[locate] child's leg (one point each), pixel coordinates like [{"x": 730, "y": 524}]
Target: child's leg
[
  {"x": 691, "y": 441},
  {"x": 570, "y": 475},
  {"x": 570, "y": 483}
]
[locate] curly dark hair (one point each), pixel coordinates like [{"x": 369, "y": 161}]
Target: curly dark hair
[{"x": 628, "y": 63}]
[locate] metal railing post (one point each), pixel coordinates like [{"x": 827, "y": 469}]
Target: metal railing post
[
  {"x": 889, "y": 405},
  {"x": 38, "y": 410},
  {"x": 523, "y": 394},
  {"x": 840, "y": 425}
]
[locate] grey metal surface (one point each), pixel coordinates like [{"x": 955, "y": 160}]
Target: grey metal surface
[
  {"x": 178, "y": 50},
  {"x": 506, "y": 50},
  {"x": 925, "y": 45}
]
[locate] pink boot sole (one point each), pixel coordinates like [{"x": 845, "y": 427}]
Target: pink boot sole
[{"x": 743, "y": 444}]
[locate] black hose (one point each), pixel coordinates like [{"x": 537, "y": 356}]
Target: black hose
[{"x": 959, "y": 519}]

Objective: Rewrite the data above, swapping every "pixel coordinates" for "image coordinates" and leaving everything else unchanged.

Response to this task:
[locate] child's leg (one point each), image coordinates like [{"x": 730, "y": 524}]
Target: child's leg
[
  {"x": 691, "y": 441},
  {"x": 570, "y": 475},
  {"x": 570, "y": 483}
]
[locate] curly dark hair (one point each), image coordinates like [{"x": 369, "y": 161}]
Target: curly dark hair
[{"x": 628, "y": 63}]
[locate] metal railing post (one point each), image coordinates like [{"x": 827, "y": 469}]
Target: metal railing post
[
  {"x": 889, "y": 405},
  {"x": 38, "y": 410},
  {"x": 523, "y": 394},
  {"x": 840, "y": 425}
]
[locate] grey metal surface (one point each), image coordinates like [{"x": 955, "y": 160}]
Target: grey metal surface
[
  {"x": 178, "y": 50},
  {"x": 506, "y": 50},
  {"x": 925, "y": 45}
]
[locate] pink boot sole (one point each), image coordinates like [{"x": 845, "y": 427}]
Target: pink boot sole
[{"x": 743, "y": 444}]
[locate] black hose (one point each), image coordinates like [{"x": 537, "y": 356}]
Target: black hose
[{"x": 959, "y": 519}]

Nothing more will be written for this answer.